● REQUEST 1:
From the XSLT article, copy verbatim the part that opens with the words containing "Understanding the node-set()" and closes with "a straightforward way.".
● REQUEST 2:
Name every child element placed inside the $author variable in the XSLT article.

● PAGE EXCERPT:
=====
Understanding the node-set() Function
The XSLT language is capable of achieving many tasks, but some
surprisingly trivial requirements, such as calculating the total
amount of an invoice, cannot be expressed in a straightforward way.
This article describes how you can get round this by using a very
powerful extension function in your stylesheets: the
node-set() function.
In XSLT you can assign to a variable any XPath data type. For example, to store all books from a catalog in a variable for further processing, you can use the following instruction:
<xsl:variable name="books" select="//book"/>
The variable $books now contains a set of nodes. Thus
you can use this variable in other XPath expressions without any
limitations. For example, you can use the expression
$books/title to get the titles of all books from the
catalog.
So far, so good, but XSLT added a new data type called "result
tree fragment" into XPath. You can imagine a result tree fragment
(RTF) as a fragment or a chunk of XML code. You can assign a result
tree fragment to a variable directly, or result tree fragment can
arise from applying templates or other XSLT instructions. The
following code assigns a simple fragment of XML to the variable
$author.
<xsl:variable name="author">
<firstname>Jirka</firstname>
<surname>Kosek</surname>
<email>jirka@kosek.cz</email>
</xsl:variable>
Now let's say we want to extract the e-mail address from the
$author variable. The most obvious way is to use an
expression such as $author/email. But this will fail, as
you can't apply XPath navigation to a variable of the type "result
tree fragment."
If we want to get around this limitation, we can use an extension
function which is able to convert a result tree fragment back to a
node-set. This function is not a part of the XSLT or XPath standards;
thus, stylesheets which use it will not be as portable as ones which
don't. However, the advantages of node-set() usually
outweigh portability issues.
=====
● GIVEN MATERIAL:
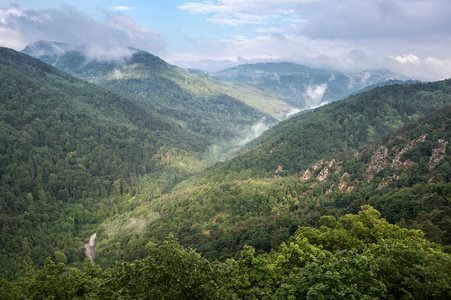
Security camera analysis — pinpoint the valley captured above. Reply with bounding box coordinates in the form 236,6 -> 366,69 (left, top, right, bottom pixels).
0,41 -> 451,299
=====
● RESPONSE 1:
Understanding the node-set() Function
The XSLT language is capable of achieving many tasks, but some
surprisingly trivial requirements, such as calculating the total
amount of an invoice, cannot be expressed in a straightforward way.

● RESPONSE 2:
firstname, surname, email